* WORK TO COMPLETE *
Please reproduce the items below with "Image" substituted for "Photo", keeping everything else the same.

★ ★ ★ ★ ★

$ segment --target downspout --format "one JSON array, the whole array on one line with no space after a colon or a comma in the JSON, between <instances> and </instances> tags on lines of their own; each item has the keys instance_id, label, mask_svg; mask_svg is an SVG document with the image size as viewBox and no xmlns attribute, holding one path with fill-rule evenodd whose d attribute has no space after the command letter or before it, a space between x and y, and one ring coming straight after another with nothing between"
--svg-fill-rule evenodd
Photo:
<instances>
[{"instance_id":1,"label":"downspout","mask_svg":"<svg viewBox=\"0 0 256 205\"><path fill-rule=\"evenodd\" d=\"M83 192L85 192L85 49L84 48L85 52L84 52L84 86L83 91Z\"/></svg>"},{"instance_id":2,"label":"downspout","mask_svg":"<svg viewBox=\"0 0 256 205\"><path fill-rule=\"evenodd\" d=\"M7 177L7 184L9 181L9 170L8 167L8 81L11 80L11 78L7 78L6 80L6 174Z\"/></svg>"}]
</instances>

★ ★ ★ ★ ★

* SOLUTION *
$ segment --target downspout --format "one JSON array, the whole array on one line with no space after a colon or a comma in the JSON, between <instances> and </instances> tags on lines of their own; each item has the keys instance_id, label, mask_svg; mask_svg is an SVG document with the image size as viewBox and no xmlns attribute, holding one path with fill-rule evenodd whose d attribute has no space after the command letter or before it, a space between x and y, and one ring coming straight after another with nothing between"
--svg-fill-rule evenodd
Image:
<instances>
[{"instance_id":1,"label":"downspout","mask_svg":"<svg viewBox=\"0 0 256 205\"><path fill-rule=\"evenodd\" d=\"M83 192L85 192L85 49L84 48L85 52L84 52L84 86L83 91Z\"/></svg>"},{"instance_id":2,"label":"downspout","mask_svg":"<svg viewBox=\"0 0 256 205\"><path fill-rule=\"evenodd\" d=\"M7 177L7 184L9 181L9 170L8 167L8 81L11 80L11 78L7 78L6 80L6 174Z\"/></svg>"}]
</instances>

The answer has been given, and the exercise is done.